## Arbeitsaufträge:
1/ Fassen Sie im Forenthread über Eclipse den Absatz, der mit „Jetzt das Problem.“ beginnt, als kürzere Stichpunktliste zusammen. Die wesentlichen Fakten sollen erhalten bleiben.
2/ Prüfen Sie, ob die folgenden Aussagen mit dem Forenthread über Eclipse übereinstimmen, und belegen Sie jede Antwort mit Ja oder Nein sowie den entscheidenden Worten als wörtlichem Zitat: (a) Ant4Eclipse checkt die Quellen anhand von Projectsets aus. (b) Die zweite Eclipse-Installation hat eine neuere Version als die erste. (c) In der Antwort wird Eclipse Buckminster als Werkzeug genannt, das Artefakte in einen Eclipse-Workspace materialisiert.
3/ Schreiben Sie den Forenthread über Eclipse im Anschluss an seinen letzten Satz weiter.

# Eclipse erkennt Projekte nicht



## H-Vollmilch (9. Apr 2009)

Hi alle miteinander,

Ich beschäftige mich gerade mit automatischen Builds, also versuche das ganze zum laufen zu bekommen. 
Ich verwende CruiseControl mit ANT und A4E.
Ant4Eclipse checkt die ganzen Sourcen aus (anhand von projectsets), danach wird compiliert, getestet etc. Funktioniert wunderbar.

Jetzt wollte ich im laufe des Buildprozesses Solutions erzeugen. Dazu hab ich unser Firmeninternes Plugin so umprogrammiert das es mit dem Startuphook mitstartet und einfach anfängt. Funktioniert auch soweit.

Jetzt das Problem. Eclipse startet und keine Projekte sind geladen. Der Workspace ist mit allem gefüllt aber er läd das einfach nicht. Habe dann mal eine andere Eclipse installation verwendet (gleiche Version mit der allerdings der Build nicht funktioniert). Die fährt hoch, läd die Projekte, aber das nicht richtig. Also alle sind da aber mehr als die Hälfte wird nicht als JavaProjekt erkannt, trotz .project und .classpath Dateien mit eingetragenem nature. Zwischen den Projekten die erkannt und nicht erkannt werden habe ich leider keinen Unterschied feststellen können. Man sollte noch erwähnen das während des BuildProzesses der .metadata Ordner mitgelöscht wird. Aber das die eine Eclipse install gar nichts und die andere alles findet aber nichts Richtig macht.....hmm hoffe mir kann jemand helfen

Danke und Gruß


----------



## Wildcard (9. Apr 2009)

Ohne Metadaten ist ein Verzeichnis eben kein Projekt. Ein IProject.create() kann dabei wunder bewirken.
Ich kenne jetzt deine genauen Anforderungen nicht, aber das erscheint mir recht umständlich. Eclipse Buckminster ist spezialisiert darauf Artefakte in einen Eclipse Workspace zu materialisieren, also solltest du dir das vielleicht mal ansehen.

## Materialauszüge:

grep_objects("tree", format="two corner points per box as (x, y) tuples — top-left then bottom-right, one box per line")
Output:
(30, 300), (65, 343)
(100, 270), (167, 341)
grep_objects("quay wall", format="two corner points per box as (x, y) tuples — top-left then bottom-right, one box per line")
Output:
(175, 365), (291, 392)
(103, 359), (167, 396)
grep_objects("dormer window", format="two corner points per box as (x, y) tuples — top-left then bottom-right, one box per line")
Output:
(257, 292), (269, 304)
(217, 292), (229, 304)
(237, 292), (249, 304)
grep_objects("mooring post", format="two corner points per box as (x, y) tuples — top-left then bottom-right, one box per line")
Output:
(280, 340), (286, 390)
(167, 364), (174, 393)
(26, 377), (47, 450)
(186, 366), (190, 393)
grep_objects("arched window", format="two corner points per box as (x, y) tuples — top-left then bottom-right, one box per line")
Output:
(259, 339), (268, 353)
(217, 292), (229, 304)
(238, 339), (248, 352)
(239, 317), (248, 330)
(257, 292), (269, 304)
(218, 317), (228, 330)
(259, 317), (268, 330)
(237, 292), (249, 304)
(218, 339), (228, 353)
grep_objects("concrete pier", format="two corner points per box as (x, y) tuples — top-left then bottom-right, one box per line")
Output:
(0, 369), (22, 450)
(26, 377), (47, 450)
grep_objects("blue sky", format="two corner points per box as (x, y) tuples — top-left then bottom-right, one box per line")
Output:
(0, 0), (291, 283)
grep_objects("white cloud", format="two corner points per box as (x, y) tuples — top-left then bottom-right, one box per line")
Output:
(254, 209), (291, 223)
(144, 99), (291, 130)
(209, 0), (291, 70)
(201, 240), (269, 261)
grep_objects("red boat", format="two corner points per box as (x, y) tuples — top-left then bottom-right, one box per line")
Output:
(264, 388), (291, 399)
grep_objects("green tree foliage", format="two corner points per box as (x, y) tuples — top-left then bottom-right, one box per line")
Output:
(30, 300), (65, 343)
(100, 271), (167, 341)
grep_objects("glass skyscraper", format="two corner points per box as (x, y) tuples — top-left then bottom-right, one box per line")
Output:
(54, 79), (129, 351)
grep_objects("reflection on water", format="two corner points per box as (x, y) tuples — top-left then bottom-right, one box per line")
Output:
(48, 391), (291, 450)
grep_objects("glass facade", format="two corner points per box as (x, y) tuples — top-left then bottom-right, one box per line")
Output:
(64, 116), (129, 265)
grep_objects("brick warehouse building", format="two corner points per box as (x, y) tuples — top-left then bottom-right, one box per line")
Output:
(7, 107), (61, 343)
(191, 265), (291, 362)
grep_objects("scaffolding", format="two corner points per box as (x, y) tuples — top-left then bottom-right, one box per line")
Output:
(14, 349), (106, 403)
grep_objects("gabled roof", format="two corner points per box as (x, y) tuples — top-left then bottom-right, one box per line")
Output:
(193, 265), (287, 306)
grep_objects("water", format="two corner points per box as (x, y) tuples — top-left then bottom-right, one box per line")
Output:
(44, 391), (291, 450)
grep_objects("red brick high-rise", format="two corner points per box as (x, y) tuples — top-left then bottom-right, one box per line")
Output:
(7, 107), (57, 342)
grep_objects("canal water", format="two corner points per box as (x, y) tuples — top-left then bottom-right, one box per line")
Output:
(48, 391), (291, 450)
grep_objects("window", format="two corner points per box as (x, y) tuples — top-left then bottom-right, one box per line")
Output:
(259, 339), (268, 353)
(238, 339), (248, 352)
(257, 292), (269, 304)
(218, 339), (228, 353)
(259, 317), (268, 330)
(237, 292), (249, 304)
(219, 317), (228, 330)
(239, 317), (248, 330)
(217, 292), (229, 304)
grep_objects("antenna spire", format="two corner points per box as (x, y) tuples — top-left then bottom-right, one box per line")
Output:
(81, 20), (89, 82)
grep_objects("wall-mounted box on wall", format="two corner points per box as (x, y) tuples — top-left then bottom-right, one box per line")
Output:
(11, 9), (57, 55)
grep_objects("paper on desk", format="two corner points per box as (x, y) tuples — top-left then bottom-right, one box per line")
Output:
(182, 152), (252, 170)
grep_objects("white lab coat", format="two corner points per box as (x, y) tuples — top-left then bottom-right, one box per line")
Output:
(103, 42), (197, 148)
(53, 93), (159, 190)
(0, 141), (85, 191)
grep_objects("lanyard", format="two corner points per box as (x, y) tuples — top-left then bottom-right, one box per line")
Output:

## Erwartete Antworten:
1/
- Beim Start von Eclipse sind keine Projekte geladen, obwohl der Workspace vollständig gefüllt ist.
- Eine andere Eclipse-Installation derselben Version, mit der der Build allerdings nicht funktioniert, lädt die Projekte, aber fehlerhaft.
- Mehr als die Hälfte der Projekte wird dort nicht als Java-Projekt erkannt, obwohl .project- und .classpath-Dateien mit eingetragener Nature vorhanden sind.
- Zwischen erkannten und nicht erkannten Projekten ist kein Unterschied festzustellen.
- Während des Buildprozesses wird der Ordner .metadata mitgelöscht.

2/
(a) Ja: „Ant4Eclipse checkt die ganzen Sourcen aus (anhand von projectsets)“
(b) Nein: „gleiche Version mit der allerdings der Build nicht funktioniert“
(c) Ja: „Eclipse Buckminster ist spezialisiert darauf Artefakte in einen Eclipse Workspace zu materialisieren“

3/
Beschreib doch mal etwas mehr über dein Setup und deine Anforderungen, vielleicht kann ich dir noch das ein oder andere dazu sagen...


----------



## H-Vollmilch (9. Apr 2009)

Hey, 
Erstmal danke für die Antwort!

Was wird bezüglich der Projekte im .metadata Ordner gespeichert? Mir ist schon aufgefallen das wenn man den metadata Ordner eines Anderen Eclipse Wsp klaut, er Projekte erkennt die nichteinmal im aktuellen Wsp exisitieren...

Danke für den Tipp mit IProject.create, Könnte ich mal Probieren, allerdings müsste ich dann erst die Version von Eclipse zum springen kriegen die zwar mal die Projekte erkennt aber im Buildprozess versagt.

Hab gerade wenig Zeit aber Buckminister scheint ja auf den ersten Blick das gleiche zu erledigen. Wie ist das mit Scheduling und Benachrichtigung (via Mail (da kann man ja bestimmt ein Feature Proggen...)

Momentan sind die Anforderungen wie folgt.

Ein Build der vorraussichtlich jeden Tag automatisch anspringt, alle Projekte welche in der Projectset definiert sind aus SVN auscheckt (ohne.svn Verzeichnisse) und Compiliert. Die Projektstruktur ist dabei wie ein Eclispewsp (es ist im Prinzip einer da Ant4Eclispe das ganze erledigt und die eclipse jars nutzt). Danach werden anhand von .launch dateien mehrere Testcases gestartet mit einer Laufzeit vom insgesammt über 1h. Zum Schluss werden Coverage checks gemacht und Code Metriken überprüft. Das Funktioniert ja soweit. Nur die letzte Anforderung macht Probleme. Das Solutionserzeugen wird ja gerade von unserem Firmenplugin erledigt. Den Code rauszuziehen und in eine jar Packen wäre sehr sehr viel Aufwand (außer ich zieh vlt das ganze Plugin raus mit allen anderen Funktionen und versuch einen ANT Task draus zu machen). Wie gesagt bisher hab ichs etwas umgeschrieben das es mit eclipse automatisch startet, diverse Properties checkt, alle Projekte öffnet usw. Aber das ganze funktioniert eben nur wenn Eclipse die Projekte sieht und alle Buildpfade stimmen. 

So das wars  sorry für den langen Text

Danke und Gruß


----------



## Wildcard (9. Apr 2009)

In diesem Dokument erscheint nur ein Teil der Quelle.